(Saved entries)
■ ■ ■ ■ ■
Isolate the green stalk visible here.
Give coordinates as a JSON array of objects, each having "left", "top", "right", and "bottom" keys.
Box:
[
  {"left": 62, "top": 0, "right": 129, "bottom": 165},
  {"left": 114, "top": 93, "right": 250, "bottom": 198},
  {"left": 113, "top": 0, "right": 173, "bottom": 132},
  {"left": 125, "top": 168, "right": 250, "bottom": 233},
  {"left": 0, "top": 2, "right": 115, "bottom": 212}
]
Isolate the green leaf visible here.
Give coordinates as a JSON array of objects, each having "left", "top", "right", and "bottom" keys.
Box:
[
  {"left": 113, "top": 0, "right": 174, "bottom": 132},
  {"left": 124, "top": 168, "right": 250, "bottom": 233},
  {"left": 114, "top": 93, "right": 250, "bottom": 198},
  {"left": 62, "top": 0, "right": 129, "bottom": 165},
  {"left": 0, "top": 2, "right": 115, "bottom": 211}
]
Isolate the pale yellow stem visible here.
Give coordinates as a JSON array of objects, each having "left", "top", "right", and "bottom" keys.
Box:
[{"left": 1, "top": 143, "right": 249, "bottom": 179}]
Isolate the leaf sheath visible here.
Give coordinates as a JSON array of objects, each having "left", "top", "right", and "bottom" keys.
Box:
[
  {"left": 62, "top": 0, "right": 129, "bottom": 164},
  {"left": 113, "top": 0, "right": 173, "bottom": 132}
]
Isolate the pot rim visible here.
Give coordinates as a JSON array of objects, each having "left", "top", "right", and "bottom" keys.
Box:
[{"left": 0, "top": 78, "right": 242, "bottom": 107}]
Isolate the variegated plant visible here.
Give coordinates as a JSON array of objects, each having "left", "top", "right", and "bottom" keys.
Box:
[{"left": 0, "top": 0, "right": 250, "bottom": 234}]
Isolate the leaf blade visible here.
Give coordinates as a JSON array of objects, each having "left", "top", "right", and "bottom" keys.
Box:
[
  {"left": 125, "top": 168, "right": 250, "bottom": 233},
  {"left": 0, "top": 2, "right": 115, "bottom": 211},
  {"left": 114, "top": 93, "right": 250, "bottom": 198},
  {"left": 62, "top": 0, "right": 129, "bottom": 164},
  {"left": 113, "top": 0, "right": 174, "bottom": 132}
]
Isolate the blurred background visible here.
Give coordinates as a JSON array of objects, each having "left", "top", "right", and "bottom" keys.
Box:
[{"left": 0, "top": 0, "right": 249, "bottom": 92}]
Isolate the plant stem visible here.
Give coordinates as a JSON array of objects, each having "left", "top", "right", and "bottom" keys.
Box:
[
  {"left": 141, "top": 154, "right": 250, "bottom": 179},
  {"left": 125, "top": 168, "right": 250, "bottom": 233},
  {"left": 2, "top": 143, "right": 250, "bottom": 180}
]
■ ■ ■ ■ ■
§ EXERCISE PROMPT
Return the span of lines in the data above that opens at the line with "Isolate the variegated plant visible here." and closes at the line with "Isolate the blurred background visible here.", exactly, ends included, nothing else.

§ RESPONSE TO THE EXERCISE
Isolate the variegated plant visible here.
Give coordinates as a JSON array of objects, each having "left", "top", "right", and "bottom" keys.
Box:
[{"left": 0, "top": 0, "right": 250, "bottom": 234}]
Isolate the leaf blade visible here.
Give coordinates as a JSON array of objects, each having "left", "top", "right", and "bottom" keys.
Box:
[
  {"left": 125, "top": 168, "right": 250, "bottom": 233},
  {"left": 0, "top": 2, "right": 115, "bottom": 211},
  {"left": 114, "top": 93, "right": 250, "bottom": 198},
  {"left": 62, "top": 0, "right": 129, "bottom": 164},
  {"left": 113, "top": 0, "right": 174, "bottom": 132}
]
Isolate the blurred background visible here.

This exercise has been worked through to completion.